Not even Farouk’s own mother, Queen Nazli, left him in peace. Knowing her wild ways, his father, King Fouad, had locked her in purdah. Released by her son, the widow twirled through a string of affairs that culminated in a Continental ménage à trois with her youngest daughter and a junior Egyptian diplomat who was half the queen mother’s age (and a Copt into the bargain). When the trio steamed off to the United States in a fireworks of flashbulbs, Farouk was outraged. And when his mother told the San Francisco papers that her daughter was marrying this Christian commoner, he disowned them.
Humiliated by the war, disgusted by family and politics, Farouk sailed to Europe. The summer of 1950 was to be a season of epic debauch. His entourage of Albanian bodyguards, secret police, tasters, doctors, aides, and cronies (among them a former palace electrician, Antonio Pulli, now a procurer of lady companions) filled eleven fresh black Cadillacs. This king’s fleet cleaved a wake of scandal from Marseilles to Deauville to Biarritz and San Sebastian and back to the Riviera. Farouk was on a roll. One night he cleared $60,000; the next, $40,000—which were heady takings in 1950. Finally, at Cannes, the king’s luck bombed. To his credit, he lost to a pro—“Lucky Mickey” Hyman. But just as the winner reached for his $80,000 pile of chips, a heart attack dropped Lucky Mickey dead.
Cairo smoldered. Unemployment soared. The gulf between rich and poor overspilled with grotesquerie. Two thousand pashas and beys kept a third of all fertile land in vast estates. The royal family alone owned 600,000 acres. Four million peasants shared all the rest, or worked the big plantations at a wage of ten cents a day. While the chefs of the Carlton Hotel at Cannes slaved to satiate Farouk’s bottomless stomach with lobster thermidor and dozen-egg omelettes, the typical Cairo family rarely ate meat or fruit, even while hemorrhaging half its income on food. The stock market tumbled. Flight capital drained from the country. Cabinets revolved and fell. While khawagāt complained of being spat at by patriotic hotheads, one visitor was appalled to see an Egyptian officer upbraid a soldier by slapping him, then opening his mouth and spitting into it Politicians tried to ride popular anger. Foreigners, unprotected now by the exhausted European powers, made an easy target. New legislation rolled back their privileges. Arabic became the sole legal language. Quotas squeezed foreign ownership and employment. Italians and others released from internment found it hard to reclaim their confiscated property. The upper crust of Cairo’s Jewish community began to slip away—to Paris, mostly, rather than the Promised Land: the lights of Tel Aviv looked pretty dim from Cairo.
Then, as if his summer binge were not enough to keep tongues clucking, Farouk had the bad taste to marry a plump sixteen-year-old named Nariman Sadeq. (He had seen her with her fiancé in a jewelry shop, and split the couple with an offer they couldn’t refuse.) The palace publicity boilers were by now unrestrained by modesty. Among the lashings of kitsch they cooked up: a wedding gown for Nariman studded with 20,000 diamonds, a song on the radio titled “Glory for the Reign of King Farouk,” electric victory arches that flashed the initials N and F, and hundreds of fatted calves slaughtered for charity.

- _GIVEN INFORMATION_:
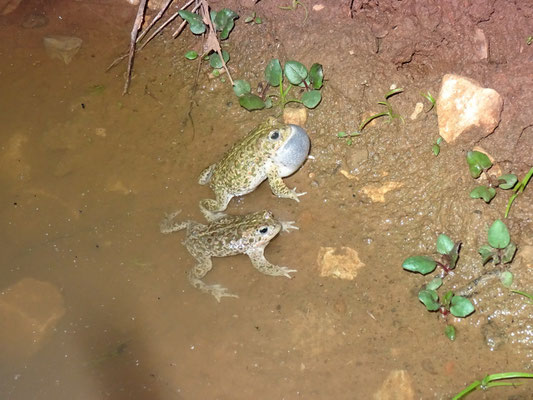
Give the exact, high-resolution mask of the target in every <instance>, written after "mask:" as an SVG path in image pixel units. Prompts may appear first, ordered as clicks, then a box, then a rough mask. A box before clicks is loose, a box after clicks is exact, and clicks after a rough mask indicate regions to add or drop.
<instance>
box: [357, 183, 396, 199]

- _ASSIGNED TASK 1_:
In the passage about King Farouk, how many acres did the royal family own?
- _ASSIGNED TASK 2_:
List every kind of person the passage about King Farouk names as part of his entourage on the 1950 trip to Europe.
- _ASSIGNED TASK 3_:
Do these statements agree with the passage about King Farouk? For each, answer yes or no and quote the words that decide it.
(a) Farouk won $60,000 in one night.
(b) Nariman Sadeq was eighteen when Farouk married her.
(c) Most of the upper crust of Cairo's Jewish community left for Tel Aviv.

- _TASK RESPONSE 1_:
600,000 acres.

- _TASK RESPONSE 2_:
Albanian bodyguards, secret police, tasters, doctors, aides, cronies

- _TASK RESPONSE 3_:
(a) Yes: "One night he cleared $60,000"
(b) No: "a plump sixteen-year-old named Nariman Sadeq"
(c) No: "to Paris, mostly, rather than the Promised Land"